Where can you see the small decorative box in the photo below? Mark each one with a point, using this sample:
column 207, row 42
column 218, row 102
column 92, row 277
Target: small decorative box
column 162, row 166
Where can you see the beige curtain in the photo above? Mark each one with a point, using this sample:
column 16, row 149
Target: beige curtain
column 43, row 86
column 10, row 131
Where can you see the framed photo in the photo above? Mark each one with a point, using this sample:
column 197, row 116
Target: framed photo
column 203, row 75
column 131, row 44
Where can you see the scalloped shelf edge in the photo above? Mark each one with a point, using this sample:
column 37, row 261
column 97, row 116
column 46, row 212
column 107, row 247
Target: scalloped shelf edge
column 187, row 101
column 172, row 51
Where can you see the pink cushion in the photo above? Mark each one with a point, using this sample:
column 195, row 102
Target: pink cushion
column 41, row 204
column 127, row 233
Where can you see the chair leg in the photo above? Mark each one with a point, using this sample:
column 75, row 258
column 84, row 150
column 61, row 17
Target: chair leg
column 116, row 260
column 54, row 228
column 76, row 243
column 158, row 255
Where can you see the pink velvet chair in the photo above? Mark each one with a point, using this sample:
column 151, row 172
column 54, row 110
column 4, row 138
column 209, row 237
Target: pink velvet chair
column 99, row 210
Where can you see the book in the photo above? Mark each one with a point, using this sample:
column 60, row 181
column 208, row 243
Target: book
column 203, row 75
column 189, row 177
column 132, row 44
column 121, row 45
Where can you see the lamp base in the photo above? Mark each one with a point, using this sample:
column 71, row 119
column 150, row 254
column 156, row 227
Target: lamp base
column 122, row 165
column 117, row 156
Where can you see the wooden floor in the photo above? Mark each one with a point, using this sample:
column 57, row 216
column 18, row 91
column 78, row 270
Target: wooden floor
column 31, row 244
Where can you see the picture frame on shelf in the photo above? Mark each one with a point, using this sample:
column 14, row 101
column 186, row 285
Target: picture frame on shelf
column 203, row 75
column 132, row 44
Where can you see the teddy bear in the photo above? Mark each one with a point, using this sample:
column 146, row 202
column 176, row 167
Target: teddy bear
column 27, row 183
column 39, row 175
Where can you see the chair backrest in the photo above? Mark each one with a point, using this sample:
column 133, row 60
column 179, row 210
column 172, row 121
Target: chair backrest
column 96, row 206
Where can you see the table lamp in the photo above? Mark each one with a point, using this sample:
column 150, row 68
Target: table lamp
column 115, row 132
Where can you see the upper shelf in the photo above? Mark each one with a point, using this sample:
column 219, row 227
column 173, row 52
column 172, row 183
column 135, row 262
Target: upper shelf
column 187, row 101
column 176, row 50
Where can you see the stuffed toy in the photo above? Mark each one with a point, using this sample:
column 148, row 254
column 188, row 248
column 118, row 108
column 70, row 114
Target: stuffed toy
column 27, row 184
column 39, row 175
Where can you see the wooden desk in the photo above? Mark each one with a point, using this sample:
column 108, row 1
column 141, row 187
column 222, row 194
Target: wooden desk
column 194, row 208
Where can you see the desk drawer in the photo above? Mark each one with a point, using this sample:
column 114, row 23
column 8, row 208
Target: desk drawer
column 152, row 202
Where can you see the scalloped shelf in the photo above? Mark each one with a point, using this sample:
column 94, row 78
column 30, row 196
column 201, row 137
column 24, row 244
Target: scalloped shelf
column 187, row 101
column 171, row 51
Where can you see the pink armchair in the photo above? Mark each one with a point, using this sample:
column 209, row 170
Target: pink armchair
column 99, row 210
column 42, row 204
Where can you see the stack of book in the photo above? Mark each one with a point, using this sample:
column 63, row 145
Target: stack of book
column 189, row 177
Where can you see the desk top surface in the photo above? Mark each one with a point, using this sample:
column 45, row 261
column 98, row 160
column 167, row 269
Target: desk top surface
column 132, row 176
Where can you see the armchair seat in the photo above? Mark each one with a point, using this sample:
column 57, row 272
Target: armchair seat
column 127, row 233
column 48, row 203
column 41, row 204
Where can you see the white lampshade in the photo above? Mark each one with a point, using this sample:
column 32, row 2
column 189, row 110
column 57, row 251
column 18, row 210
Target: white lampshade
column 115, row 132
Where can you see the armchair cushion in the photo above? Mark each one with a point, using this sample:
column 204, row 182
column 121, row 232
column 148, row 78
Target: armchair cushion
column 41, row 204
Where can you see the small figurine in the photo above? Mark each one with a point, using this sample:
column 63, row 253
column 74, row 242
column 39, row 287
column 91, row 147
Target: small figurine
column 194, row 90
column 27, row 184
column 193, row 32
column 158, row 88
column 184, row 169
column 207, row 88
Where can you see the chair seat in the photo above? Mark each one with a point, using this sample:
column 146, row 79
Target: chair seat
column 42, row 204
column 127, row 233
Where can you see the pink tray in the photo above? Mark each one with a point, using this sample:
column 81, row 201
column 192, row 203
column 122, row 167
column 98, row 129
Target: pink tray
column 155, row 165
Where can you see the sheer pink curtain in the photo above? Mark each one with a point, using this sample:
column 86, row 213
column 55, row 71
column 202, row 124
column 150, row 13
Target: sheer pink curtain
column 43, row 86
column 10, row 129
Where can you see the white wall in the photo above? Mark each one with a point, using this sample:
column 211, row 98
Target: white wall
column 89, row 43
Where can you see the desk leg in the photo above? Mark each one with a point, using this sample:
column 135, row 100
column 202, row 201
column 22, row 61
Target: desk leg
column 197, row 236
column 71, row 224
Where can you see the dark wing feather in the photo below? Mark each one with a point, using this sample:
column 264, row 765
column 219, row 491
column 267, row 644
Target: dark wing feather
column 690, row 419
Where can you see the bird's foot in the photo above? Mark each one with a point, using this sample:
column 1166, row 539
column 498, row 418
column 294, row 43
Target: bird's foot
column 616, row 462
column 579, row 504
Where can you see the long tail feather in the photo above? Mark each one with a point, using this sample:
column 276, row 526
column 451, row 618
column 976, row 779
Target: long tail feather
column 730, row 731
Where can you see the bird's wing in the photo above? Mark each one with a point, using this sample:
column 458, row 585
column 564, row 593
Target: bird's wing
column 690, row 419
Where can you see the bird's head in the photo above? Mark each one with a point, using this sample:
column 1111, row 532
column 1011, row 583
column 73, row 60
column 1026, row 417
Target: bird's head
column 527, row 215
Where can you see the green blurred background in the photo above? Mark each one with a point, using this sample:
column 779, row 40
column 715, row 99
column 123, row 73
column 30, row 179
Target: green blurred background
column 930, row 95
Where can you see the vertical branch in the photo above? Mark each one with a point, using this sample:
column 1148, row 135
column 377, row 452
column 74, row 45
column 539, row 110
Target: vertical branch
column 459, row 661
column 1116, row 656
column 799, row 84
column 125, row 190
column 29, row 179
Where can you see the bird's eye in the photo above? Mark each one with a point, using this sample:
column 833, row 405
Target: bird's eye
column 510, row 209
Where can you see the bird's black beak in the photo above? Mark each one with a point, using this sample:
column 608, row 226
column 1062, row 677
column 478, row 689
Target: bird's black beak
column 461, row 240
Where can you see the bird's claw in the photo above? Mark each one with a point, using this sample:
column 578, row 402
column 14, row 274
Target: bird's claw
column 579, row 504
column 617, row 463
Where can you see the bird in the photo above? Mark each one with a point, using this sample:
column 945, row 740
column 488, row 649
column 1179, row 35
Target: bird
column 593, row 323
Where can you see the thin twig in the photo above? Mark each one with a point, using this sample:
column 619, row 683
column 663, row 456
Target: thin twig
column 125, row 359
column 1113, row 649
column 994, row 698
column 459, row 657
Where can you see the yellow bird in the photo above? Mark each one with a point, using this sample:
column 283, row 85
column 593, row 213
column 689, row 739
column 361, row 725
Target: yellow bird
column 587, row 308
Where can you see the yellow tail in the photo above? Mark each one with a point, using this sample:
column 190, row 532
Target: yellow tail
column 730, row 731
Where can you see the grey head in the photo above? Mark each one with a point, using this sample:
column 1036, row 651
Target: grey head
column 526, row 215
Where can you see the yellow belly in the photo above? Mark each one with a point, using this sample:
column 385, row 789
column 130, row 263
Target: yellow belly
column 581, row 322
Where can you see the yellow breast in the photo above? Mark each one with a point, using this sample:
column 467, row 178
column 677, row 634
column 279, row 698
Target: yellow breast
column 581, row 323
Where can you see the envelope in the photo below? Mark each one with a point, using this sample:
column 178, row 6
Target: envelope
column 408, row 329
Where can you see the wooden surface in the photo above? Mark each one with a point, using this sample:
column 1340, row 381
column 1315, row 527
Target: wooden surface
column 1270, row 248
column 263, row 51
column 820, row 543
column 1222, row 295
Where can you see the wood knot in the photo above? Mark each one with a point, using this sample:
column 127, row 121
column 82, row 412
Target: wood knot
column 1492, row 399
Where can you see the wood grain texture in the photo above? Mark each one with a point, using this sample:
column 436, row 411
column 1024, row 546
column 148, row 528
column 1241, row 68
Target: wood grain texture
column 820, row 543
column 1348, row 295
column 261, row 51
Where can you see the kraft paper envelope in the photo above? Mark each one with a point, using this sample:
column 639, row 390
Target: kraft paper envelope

> [WHAT THE EXERCISE ASKS] Every line of the material that includes the word "kraft" needs to be copied.

> [COMPLETED TASK]
Where can you see the kraft paper envelope in the photo above? Mark each one with a point, using this sample:
Target: kraft paper envelope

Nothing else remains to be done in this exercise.